Scan the entries line by line and return those with "dark".

RECORDS SHOWN:

═══

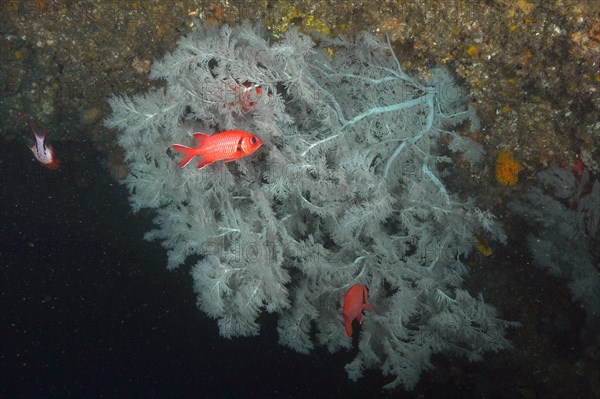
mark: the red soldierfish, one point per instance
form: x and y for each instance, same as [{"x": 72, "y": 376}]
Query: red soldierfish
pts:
[
  {"x": 355, "y": 301},
  {"x": 225, "y": 146},
  {"x": 43, "y": 153}
]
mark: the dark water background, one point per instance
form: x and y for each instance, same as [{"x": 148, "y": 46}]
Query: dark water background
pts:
[{"x": 88, "y": 310}]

═══

EXERCISE OUTPUT:
mark: the dark water background, one point per instance
Query: dark water background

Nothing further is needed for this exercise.